◆ SHORT TASK
Exclude the pictures, then quote exactly the lines from the one holding "In this exercise you will annotate the articulated" through the last line of the records.

-- start of RECORDS FOR THE TASK --

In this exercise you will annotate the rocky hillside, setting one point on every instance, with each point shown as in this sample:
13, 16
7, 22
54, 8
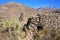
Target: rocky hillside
19, 22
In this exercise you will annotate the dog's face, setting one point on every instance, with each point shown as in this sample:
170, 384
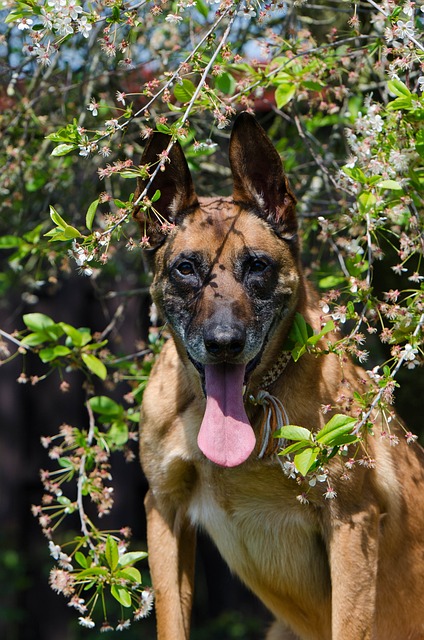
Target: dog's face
228, 272
223, 281
225, 276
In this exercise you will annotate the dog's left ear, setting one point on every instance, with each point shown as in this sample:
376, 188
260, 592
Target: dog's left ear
258, 174
176, 188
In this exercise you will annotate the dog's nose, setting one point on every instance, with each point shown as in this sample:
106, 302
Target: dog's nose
223, 340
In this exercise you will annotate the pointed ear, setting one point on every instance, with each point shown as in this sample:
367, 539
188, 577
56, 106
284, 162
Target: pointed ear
176, 188
258, 174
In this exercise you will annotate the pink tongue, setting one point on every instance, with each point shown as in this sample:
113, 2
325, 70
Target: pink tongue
225, 435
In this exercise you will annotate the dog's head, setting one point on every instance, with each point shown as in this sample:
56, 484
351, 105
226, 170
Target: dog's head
226, 275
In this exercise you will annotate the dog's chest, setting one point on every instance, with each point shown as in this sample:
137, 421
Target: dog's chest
266, 537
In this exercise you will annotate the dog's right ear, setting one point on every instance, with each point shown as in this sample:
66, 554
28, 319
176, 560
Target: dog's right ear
173, 180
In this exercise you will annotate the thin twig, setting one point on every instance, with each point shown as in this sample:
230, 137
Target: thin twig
82, 476
378, 396
14, 340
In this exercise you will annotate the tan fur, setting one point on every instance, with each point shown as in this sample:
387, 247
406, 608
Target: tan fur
351, 568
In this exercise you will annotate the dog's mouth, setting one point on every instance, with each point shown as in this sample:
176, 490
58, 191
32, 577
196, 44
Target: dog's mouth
226, 436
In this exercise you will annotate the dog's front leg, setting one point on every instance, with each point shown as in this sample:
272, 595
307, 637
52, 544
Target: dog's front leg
171, 544
353, 559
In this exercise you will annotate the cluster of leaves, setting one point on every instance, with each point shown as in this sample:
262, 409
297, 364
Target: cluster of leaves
344, 103
95, 564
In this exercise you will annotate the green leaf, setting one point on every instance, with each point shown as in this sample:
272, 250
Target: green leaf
312, 85
399, 103
329, 326
35, 339
63, 149
419, 142
78, 337
297, 446
51, 353
105, 406
390, 184
305, 460
131, 557
91, 212
10, 242
292, 432
202, 8
355, 173
330, 281
367, 200
112, 553
91, 572
118, 434
57, 218
95, 365
339, 424
130, 573
70, 233
398, 88
184, 92
284, 93
225, 83
121, 594
81, 559
134, 417
37, 321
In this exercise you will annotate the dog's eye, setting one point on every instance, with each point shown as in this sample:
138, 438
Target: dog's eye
257, 266
185, 268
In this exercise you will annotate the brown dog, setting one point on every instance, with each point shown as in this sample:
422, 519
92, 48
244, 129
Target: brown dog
228, 281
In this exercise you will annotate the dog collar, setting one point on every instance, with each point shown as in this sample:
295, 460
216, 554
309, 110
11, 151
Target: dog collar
276, 370
274, 413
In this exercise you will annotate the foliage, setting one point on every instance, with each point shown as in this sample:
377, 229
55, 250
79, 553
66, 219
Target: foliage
340, 90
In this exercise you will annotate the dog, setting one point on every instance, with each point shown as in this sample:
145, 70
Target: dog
228, 282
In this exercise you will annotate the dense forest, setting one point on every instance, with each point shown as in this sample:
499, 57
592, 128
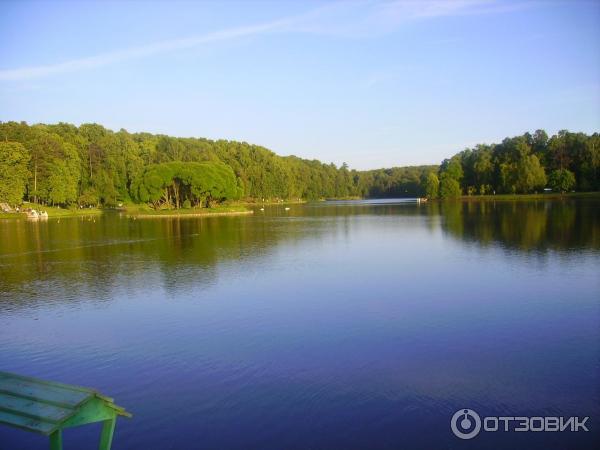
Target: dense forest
90, 165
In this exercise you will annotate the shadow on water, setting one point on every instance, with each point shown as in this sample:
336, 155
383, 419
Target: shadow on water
525, 226
328, 325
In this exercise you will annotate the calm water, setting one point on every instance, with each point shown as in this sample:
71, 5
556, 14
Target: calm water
337, 326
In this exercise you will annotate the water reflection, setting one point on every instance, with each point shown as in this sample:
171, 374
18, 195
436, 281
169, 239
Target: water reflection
347, 325
83, 254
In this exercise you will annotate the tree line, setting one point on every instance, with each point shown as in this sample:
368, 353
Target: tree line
88, 165
520, 165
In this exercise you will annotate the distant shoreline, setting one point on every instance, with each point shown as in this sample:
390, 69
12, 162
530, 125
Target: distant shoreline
190, 214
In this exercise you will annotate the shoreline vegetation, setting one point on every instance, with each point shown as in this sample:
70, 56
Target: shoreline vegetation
79, 170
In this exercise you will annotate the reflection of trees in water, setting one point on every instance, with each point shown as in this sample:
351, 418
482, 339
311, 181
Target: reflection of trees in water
524, 225
82, 258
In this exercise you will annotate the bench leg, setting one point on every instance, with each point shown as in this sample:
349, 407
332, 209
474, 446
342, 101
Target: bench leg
56, 440
108, 429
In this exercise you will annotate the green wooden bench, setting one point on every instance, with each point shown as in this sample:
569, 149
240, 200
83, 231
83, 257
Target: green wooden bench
47, 407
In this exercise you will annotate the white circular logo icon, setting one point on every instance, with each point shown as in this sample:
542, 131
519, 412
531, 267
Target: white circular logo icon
465, 424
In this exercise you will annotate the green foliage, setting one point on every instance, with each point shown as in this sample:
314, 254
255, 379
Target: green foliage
562, 180
449, 187
13, 172
90, 165
433, 186
170, 185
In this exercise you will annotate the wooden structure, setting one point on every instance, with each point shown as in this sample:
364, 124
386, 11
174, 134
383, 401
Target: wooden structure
47, 407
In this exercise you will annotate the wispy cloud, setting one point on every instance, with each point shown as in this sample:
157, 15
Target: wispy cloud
356, 20
138, 52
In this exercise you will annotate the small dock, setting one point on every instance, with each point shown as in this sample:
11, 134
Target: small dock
47, 407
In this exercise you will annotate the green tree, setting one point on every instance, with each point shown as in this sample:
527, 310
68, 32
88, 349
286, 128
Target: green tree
562, 180
433, 186
13, 172
449, 187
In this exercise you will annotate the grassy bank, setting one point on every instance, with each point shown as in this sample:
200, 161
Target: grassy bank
53, 211
144, 211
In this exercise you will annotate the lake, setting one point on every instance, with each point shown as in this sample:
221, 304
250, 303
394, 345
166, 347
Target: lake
334, 325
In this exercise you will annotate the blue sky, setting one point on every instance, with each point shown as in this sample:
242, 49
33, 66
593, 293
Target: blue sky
375, 84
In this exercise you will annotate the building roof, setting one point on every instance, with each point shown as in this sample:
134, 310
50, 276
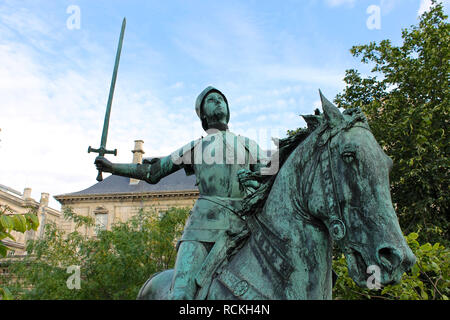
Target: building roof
177, 181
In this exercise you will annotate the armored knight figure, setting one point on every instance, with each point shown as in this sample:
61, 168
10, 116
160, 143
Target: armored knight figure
217, 160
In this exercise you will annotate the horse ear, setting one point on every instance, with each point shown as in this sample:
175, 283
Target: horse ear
332, 114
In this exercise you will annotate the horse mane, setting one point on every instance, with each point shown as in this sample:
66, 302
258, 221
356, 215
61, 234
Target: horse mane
254, 202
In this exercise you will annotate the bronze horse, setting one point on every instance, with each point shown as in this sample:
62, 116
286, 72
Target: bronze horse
332, 186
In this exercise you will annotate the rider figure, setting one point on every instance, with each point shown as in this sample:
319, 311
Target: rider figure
217, 160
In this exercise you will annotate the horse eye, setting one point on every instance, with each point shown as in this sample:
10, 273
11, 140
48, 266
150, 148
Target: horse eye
348, 156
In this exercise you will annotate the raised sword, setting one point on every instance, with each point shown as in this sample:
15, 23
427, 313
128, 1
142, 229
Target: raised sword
102, 150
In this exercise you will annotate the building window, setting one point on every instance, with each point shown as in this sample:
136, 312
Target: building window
101, 219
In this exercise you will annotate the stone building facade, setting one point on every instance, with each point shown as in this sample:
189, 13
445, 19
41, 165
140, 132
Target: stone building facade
118, 198
21, 203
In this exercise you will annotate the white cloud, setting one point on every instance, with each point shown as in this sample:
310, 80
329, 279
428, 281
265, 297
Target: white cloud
337, 3
425, 5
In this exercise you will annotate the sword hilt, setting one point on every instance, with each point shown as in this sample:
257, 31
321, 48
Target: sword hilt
101, 152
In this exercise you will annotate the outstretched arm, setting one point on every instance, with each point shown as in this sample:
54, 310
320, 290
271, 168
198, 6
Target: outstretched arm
150, 171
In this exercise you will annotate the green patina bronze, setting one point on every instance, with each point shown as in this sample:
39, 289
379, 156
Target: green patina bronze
102, 150
253, 235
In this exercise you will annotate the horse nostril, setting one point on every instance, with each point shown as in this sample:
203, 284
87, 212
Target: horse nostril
389, 258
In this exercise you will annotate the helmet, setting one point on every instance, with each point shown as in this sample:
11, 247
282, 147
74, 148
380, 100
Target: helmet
200, 101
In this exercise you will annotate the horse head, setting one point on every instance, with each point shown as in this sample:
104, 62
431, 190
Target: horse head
350, 195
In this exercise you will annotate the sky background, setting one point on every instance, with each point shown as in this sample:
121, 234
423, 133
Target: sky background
268, 57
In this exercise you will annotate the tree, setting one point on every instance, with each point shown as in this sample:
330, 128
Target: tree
429, 278
11, 221
406, 101
112, 265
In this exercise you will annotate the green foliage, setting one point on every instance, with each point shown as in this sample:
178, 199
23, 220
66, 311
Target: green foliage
113, 265
10, 221
406, 101
429, 279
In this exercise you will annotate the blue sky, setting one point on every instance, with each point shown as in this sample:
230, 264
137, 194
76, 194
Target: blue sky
268, 57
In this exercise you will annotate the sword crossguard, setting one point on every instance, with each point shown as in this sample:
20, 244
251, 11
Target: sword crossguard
101, 151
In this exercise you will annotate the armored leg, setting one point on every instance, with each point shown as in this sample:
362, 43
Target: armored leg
190, 257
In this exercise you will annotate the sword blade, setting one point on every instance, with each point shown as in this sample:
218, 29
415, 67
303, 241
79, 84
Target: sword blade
111, 90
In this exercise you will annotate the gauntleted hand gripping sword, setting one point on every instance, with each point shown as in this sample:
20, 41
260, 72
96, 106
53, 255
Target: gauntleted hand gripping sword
102, 150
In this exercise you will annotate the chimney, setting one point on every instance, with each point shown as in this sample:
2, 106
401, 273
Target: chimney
138, 154
44, 199
138, 151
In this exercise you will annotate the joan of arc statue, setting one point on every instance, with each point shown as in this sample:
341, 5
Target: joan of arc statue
217, 160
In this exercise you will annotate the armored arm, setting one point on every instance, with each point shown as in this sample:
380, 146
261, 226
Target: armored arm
151, 171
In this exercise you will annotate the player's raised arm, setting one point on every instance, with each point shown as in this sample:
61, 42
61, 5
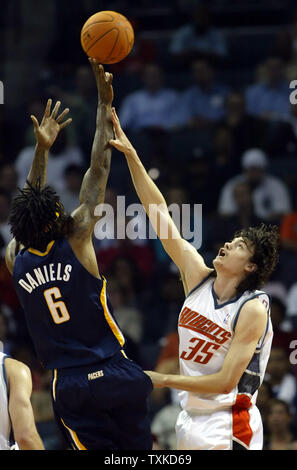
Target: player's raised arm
94, 183
45, 133
184, 255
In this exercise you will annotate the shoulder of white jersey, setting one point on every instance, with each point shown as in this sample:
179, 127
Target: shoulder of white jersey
200, 284
246, 297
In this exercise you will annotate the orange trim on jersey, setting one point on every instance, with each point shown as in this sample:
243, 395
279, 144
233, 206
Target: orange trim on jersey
54, 383
39, 253
116, 331
241, 419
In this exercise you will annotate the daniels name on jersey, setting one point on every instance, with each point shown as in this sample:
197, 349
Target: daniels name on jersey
47, 273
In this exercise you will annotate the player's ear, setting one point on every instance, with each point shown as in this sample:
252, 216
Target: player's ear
251, 267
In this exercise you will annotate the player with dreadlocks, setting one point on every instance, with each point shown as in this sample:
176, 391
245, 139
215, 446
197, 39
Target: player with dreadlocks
68, 313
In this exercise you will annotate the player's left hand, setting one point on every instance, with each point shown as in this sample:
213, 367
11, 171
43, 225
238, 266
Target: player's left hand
157, 379
104, 82
47, 132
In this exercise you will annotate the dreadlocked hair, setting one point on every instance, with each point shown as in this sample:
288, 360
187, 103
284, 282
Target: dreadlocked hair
265, 241
38, 217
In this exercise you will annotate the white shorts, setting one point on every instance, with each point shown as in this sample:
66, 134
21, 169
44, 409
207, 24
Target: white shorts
221, 430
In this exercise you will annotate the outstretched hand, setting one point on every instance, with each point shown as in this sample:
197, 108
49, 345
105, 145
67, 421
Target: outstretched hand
104, 82
121, 141
47, 132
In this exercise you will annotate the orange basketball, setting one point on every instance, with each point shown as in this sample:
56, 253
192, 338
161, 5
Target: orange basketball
107, 36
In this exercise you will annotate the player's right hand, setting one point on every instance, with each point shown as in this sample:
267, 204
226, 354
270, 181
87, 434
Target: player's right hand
47, 132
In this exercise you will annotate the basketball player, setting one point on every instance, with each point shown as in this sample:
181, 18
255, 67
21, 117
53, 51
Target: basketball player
16, 417
225, 330
99, 395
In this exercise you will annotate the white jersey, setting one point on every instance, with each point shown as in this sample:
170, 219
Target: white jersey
206, 329
5, 424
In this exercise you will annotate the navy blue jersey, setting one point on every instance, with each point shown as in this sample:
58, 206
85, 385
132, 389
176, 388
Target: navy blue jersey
68, 314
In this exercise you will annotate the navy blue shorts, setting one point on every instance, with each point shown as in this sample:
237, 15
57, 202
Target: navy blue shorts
104, 406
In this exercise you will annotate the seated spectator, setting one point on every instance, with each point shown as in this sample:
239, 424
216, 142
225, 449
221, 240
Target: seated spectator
280, 378
154, 106
144, 50
281, 136
112, 241
270, 99
247, 131
270, 195
222, 228
61, 156
203, 103
81, 101
198, 38
280, 435
73, 175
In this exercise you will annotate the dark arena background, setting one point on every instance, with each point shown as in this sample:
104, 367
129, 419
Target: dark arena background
221, 131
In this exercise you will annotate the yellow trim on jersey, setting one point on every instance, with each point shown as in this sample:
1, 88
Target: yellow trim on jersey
116, 331
39, 253
54, 383
74, 437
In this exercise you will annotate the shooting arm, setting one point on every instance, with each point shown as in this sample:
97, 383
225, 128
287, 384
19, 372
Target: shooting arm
94, 183
45, 134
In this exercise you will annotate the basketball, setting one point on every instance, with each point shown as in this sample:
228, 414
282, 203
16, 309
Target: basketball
107, 37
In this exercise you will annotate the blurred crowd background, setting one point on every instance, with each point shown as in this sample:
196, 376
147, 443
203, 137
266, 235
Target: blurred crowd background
204, 97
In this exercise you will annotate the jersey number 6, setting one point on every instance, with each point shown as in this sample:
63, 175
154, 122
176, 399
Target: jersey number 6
57, 307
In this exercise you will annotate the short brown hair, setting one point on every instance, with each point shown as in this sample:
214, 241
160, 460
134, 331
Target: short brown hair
265, 241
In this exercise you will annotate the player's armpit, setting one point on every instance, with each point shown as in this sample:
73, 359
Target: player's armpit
249, 329
10, 254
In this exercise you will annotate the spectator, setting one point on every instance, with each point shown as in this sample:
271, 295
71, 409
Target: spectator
223, 227
203, 103
80, 101
281, 380
153, 106
270, 195
60, 157
288, 230
279, 431
73, 175
247, 131
198, 38
270, 100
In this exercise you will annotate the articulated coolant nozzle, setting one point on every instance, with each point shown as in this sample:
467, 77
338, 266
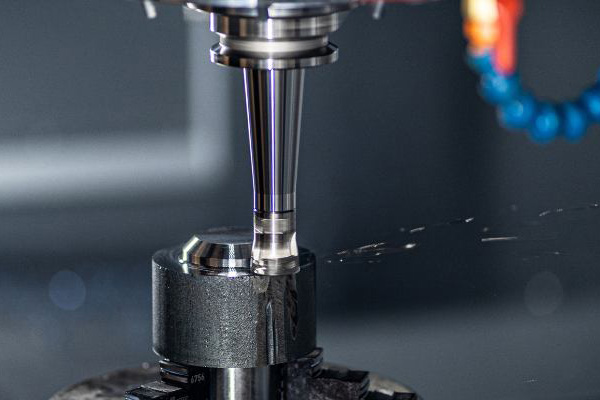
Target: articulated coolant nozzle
274, 47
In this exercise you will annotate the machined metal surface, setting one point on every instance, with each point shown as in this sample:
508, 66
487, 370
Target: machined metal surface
268, 8
274, 43
112, 386
245, 383
274, 109
235, 319
227, 251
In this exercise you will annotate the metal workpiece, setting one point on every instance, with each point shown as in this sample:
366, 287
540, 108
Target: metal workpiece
230, 317
333, 383
274, 109
274, 248
246, 383
220, 251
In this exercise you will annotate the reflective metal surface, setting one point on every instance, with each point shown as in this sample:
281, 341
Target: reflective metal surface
274, 108
219, 249
245, 383
231, 319
235, 382
267, 8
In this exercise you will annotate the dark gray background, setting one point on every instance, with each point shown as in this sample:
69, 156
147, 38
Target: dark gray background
118, 138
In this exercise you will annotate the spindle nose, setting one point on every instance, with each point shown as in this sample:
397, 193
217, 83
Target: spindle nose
273, 50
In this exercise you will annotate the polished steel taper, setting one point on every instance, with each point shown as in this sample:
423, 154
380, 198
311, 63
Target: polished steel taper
273, 49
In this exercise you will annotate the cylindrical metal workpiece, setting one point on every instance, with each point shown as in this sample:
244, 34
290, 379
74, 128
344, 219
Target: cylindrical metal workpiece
221, 315
274, 109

-- end of RECORDS FOR THE TASK --

◆ THE RESPONSE
In this exercise you will annotate the articulated coolant nozzle, setting one point on every instance, with each point shown as in this sample:
467, 77
338, 266
Target: articulated coolant nozzle
274, 47
In this exercise you will annotate the machined metal surface, setting one point on every instance, with each point shown as in this sample:
508, 66
487, 370
Target: machined metal surface
268, 8
274, 43
112, 386
245, 383
274, 109
235, 319
227, 251
In this exercise you will annotate the metal workpiece, setting one point on every instance, with each point shown as in this sample:
366, 287
540, 108
Target: metal workpiece
230, 317
333, 383
274, 109
274, 248
246, 383
220, 251
In this exercise you will annotate the reflective metal surface, setting one point on every instance, with each point shown as in this sample:
281, 341
Target: reflective metal surface
274, 108
219, 249
245, 383
231, 319
235, 382
267, 8
In this exercise you will annotate the dark gray background, setting one point on every instance, with each point shown as in this sample:
69, 156
147, 38
Target: dark gray background
118, 138
In this exercise you will annotate the spindle nose, setting one point on every instance, with each point shown as in this sample:
397, 193
217, 83
Target: spindle nose
273, 50
In this exercise you will annotate the polished steel taper, setting one point on every instance, with each point shown as in this sample:
423, 154
380, 198
311, 63
Target: polished steel taper
273, 49
In this exercise you will annotate the cylindrical metal workpiece, setting one point on every instance, with each point shown as in this sample:
244, 34
290, 379
74, 128
344, 219
Target: cylindrical metal workpiece
221, 315
274, 109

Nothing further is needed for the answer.